▶ _Description of the task_: Say how many lines in the entries hold the string "bird", giving the number by itself.
[Supplied data Boundary: Start]
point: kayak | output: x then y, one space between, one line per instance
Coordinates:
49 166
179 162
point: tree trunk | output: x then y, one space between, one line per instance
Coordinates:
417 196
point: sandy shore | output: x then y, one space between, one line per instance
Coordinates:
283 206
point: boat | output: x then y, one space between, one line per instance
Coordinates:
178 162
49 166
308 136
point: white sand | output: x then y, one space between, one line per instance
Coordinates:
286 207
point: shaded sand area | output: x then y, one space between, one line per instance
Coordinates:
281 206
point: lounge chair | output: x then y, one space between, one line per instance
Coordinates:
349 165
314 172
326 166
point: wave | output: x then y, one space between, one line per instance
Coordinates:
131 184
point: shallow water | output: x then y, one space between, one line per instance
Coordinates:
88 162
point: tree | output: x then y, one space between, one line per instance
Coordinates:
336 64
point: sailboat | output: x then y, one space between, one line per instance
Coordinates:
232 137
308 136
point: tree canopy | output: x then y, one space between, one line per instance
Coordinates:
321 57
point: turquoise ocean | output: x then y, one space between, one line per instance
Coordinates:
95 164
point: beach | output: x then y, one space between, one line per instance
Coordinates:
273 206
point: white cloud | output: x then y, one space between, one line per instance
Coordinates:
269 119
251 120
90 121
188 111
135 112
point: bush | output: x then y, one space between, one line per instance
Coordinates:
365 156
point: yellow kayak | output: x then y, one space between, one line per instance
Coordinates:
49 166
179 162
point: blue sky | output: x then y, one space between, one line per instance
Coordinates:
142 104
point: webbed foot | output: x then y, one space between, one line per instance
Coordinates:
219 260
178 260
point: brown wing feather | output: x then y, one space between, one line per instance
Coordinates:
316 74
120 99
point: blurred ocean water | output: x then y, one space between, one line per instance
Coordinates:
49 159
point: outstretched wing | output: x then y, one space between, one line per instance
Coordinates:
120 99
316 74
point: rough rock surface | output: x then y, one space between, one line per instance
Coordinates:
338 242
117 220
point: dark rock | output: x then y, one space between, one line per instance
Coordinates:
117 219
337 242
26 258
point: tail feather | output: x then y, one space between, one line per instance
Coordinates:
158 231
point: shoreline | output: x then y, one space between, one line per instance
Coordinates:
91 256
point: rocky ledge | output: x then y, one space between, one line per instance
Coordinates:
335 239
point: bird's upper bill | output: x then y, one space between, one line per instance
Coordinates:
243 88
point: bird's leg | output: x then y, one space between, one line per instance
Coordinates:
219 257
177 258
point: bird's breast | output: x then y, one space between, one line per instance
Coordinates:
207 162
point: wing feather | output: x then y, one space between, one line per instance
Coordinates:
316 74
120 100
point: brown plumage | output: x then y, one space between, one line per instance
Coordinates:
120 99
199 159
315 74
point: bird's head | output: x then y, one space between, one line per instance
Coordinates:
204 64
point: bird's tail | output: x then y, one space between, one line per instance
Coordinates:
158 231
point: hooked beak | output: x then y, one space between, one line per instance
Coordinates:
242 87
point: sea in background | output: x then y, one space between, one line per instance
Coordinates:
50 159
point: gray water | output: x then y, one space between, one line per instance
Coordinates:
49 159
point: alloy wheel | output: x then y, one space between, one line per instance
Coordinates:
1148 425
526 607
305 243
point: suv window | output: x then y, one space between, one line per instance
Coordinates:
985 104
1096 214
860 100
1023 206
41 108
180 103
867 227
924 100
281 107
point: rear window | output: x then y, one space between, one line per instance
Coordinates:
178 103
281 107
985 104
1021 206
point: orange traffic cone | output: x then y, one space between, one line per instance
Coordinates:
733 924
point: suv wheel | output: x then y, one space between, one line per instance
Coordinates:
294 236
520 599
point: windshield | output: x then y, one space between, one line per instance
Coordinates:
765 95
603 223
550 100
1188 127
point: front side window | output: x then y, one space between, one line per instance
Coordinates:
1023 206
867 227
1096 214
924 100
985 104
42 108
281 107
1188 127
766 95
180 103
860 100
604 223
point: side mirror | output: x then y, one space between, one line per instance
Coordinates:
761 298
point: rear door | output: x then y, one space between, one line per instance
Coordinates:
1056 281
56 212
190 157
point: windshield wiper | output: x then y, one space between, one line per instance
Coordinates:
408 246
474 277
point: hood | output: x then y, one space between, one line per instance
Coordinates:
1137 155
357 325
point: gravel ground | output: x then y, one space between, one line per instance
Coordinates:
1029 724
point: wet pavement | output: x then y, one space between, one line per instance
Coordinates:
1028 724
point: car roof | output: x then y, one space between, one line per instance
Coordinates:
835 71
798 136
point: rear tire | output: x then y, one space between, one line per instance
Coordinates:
[Supplied data Boundary: End]
▶ _Problem solution_: 5